▶ **Input data**:

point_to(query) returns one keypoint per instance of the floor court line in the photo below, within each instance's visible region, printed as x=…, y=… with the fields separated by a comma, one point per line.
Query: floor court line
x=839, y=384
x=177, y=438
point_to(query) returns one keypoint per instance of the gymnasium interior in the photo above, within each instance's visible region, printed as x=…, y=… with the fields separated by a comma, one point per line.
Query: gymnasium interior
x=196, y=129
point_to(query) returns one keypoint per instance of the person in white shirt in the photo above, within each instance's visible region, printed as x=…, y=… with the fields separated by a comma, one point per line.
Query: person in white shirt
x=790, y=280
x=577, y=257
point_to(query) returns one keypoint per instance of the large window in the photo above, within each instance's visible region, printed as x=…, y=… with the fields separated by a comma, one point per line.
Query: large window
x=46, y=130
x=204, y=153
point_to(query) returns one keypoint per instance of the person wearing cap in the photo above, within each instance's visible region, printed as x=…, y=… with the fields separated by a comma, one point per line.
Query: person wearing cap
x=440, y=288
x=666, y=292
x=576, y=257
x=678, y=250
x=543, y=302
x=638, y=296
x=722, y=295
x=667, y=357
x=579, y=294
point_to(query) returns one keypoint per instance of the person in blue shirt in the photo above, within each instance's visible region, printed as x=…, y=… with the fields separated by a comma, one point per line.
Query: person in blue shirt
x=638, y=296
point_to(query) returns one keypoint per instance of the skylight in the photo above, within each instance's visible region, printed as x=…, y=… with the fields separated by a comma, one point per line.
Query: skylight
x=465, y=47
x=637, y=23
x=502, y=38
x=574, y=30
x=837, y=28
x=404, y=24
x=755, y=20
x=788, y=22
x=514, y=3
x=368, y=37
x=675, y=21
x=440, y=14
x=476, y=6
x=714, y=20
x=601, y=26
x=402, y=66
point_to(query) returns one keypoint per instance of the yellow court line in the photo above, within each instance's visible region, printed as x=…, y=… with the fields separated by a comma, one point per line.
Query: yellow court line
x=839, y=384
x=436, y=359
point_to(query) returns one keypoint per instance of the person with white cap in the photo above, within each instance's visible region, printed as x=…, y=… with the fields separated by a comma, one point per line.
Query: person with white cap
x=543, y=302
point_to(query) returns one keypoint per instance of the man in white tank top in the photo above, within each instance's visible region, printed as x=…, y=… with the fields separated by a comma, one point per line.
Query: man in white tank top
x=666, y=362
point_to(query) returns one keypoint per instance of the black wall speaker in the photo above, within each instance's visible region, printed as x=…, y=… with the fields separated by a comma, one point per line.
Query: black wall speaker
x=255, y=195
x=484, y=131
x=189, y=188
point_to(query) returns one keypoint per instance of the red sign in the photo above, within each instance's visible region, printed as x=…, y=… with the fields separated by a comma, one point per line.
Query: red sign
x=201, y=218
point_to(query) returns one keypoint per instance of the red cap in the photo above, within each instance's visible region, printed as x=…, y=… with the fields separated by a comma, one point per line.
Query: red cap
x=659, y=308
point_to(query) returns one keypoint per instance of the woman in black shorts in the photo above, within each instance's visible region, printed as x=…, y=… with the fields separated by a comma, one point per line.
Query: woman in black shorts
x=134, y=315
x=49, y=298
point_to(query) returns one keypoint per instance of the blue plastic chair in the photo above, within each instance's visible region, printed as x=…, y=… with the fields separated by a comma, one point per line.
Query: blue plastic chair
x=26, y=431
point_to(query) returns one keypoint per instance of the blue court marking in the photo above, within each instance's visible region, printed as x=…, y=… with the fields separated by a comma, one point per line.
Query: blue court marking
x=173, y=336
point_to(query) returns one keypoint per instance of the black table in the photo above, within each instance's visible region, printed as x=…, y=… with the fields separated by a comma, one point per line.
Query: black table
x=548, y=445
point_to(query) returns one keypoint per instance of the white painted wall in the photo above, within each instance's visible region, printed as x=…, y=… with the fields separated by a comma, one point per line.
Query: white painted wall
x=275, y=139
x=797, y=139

▶ **Instructions to follow**: Arrange all of the data above as a Markdown table with the columns "Row" and "Line." Number each row and leave out blank lines.

▶ **The response**:
| Row | Line |
|---|---|
| 1 | point_to(query) returns one keypoint per instance of the floor court line in the photo below, within each instance's visible region, printed as x=…, y=… with the fields separated by a comma, one point per line. |
| 2 | Query: floor court line |
| 3 | x=839, y=384 |
| 4 | x=177, y=438 |
| 5 | point_to(query) returns one keypoint per instance of the gymnasium interior in the photo above, within each instance's visible region, printed as x=…, y=… with the fields separated by a comma, one point per line. |
| 6 | Query: gymnasium interior |
| 7 | x=196, y=129 |
| 8 | point_to(query) returns one keypoint per instance of the person in white shirt in the photo above, within each instance's visible region, printed as x=…, y=… with the fields separated by a comma, one point per line. |
| 9 | Query: person in white shirt |
| 10 | x=790, y=280 |
| 11 | x=577, y=257 |
| 12 | point_to(query) returns one keypoint per instance of the large window in the photo above, within each instance's visible region, printed as x=…, y=… with the fields separated by a comma, one point per line. |
| 13 | Query: large window |
| 14 | x=46, y=130 |
| 15 | x=204, y=153 |
| 16 | point_to(query) returns one keypoint per instance of the person wearing cap in the photo above, within each instance's visible region, printed as x=…, y=… with the fields separated by a comma, one point per line. |
| 17 | Query: person wearing cap |
| 18 | x=440, y=288 |
| 19 | x=666, y=292 |
| 20 | x=576, y=257 |
| 21 | x=678, y=250 |
| 22 | x=543, y=302 |
| 23 | x=638, y=296 |
| 24 | x=722, y=295 |
| 25 | x=667, y=357 |
| 26 | x=579, y=294 |
| 27 | point_to(query) returns one keypoint per instance of the person in blue shirt in the photo above, within each instance's visible region, printed as x=…, y=… with the fields separated by a comma, one point per line. |
| 28 | Query: person in blue shirt |
| 29 | x=638, y=296 |
| 30 | point_to(query) returns one keypoint per instance of the skylight in the photo above, within each instance's visible region, printed as x=…, y=… with the fields separated by a comma, one point per line. |
| 31 | Query: skylight |
| 32 | x=465, y=47 |
| 33 | x=637, y=23 |
| 34 | x=502, y=38 |
| 35 | x=574, y=30 |
| 36 | x=837, y=28 |
| 37 | x=404, y=24 |
| 38 | x=755, y=20 |
| 39 | x=788, y=22 |
| 40 | x=514, y=3 |
| 41 | x=368, y=37 |
| 42 | x=675, y=21 |
| 43 | x=440, y=14 |
| 44 | x=476, y=6 |
| 45 | x=714, y=20 |
| 46 | x=601, y=26 |
| 47 | x=402, y=66 |
| 48 | point_to(query) returns one keypoint per instance of the yellow court line in the photo above, within each instance's visible region, printed as x=…, y=… with the fields separated by a comma, one point per line. |
| 49 | Query: yellow court line |
| 50 | x=839, y=384 |
| 51 | x=436, y=359 |
| 52 | point_to(query) returns one keypoint per instance of the person with white cap in the photo above, within each instance's visible region, printed as x=…, y=… with the fields separated by a comma, one point per line. |
| 53 | Query: person with white cap |
| 54 | x=543, y=302 |
| 55 | point_to(query) returns one keypoint per instance of the man in white tank top in the photo above, within each instance's visible region, printed as x=…, y=… with the fields separated by a comma, one point per line. |
| 56 | Query: man in white tank top |
| 57 | x=666, y=362 |
| 58 | point_to(query) returns one keypoint per instance of the black wall speaker in the photo above, within each instance's visible region, printed as x=…, y=… with the fields separated by a comma, one point per line. |
| 59 | Query: black wall speaker |
| 60 | x=255, y=195 |
| 61 | x=484, y=131 |
| 62 | x=189, y=188 |
| 63 | point_to(query) returns one keypoint per instance of the red sign in the photo above, within each instance's visible region, printed as x=…, y=… with the fields separated by a comma, one point per line. |
| 64 | Query: red sign |
| 65 | x=201, y=218 |
| 66 | point_to(query) returns one keypoint per instance of the red cap in the photo above, within each instance's visible region, printed as x=…, y=… with the fields separated by a comma, one point per line. |
| 67 | Query: red cap |
| 68 | x=659, y=308 |
| 69 | point_to(query) returns one keypoint per instance of the woman in black shorts in the photo above, within each instance's visible region, printed as x=…, y=… with the fields separated by a comma, one point per line. |
| 70 | Query: woman in black shorts |
| 71 | x=134, y=315 |
| 72 | x=49, y=298 |
| 73 | point_to(query) returns one keypoint per instance of the blue plastic chair in the photo above, within each instance's visible region, printed as x=…, y=… with the fields separated by a comma, one point per line. |
| 74 | Query: blue plastic chair |
| 75 | x=26, y=431 |
| 76 | point_to(query) returns one keypoint per instance of the blue court marking in the photo above, within each instance's visible region, printed as x=…, y=… with the fields separated by a comma, one point per line. |
| 77 | Query: blue court marking |
| 78 | x=173, y=336 |
| 79 | point_to(query) returns one keypoint per instance of the black table in the photo above, within each instance's visible region, printed as x=…, y=… with the fields separated by a comma, one point per line. |
| 80 | Query: black table |
| 81 | x=548, y=445 |
| 82 | point_to(query) returns one keypoint per instance of the white painted wall in the photo above, within each instance's visible region, printed as x=…, y=… with the fields separated by a comma, one point per line. |
| 83 | Query: white painted wall |
| 84 | x=275, y=139 |
| 85 | x=797, y=139 |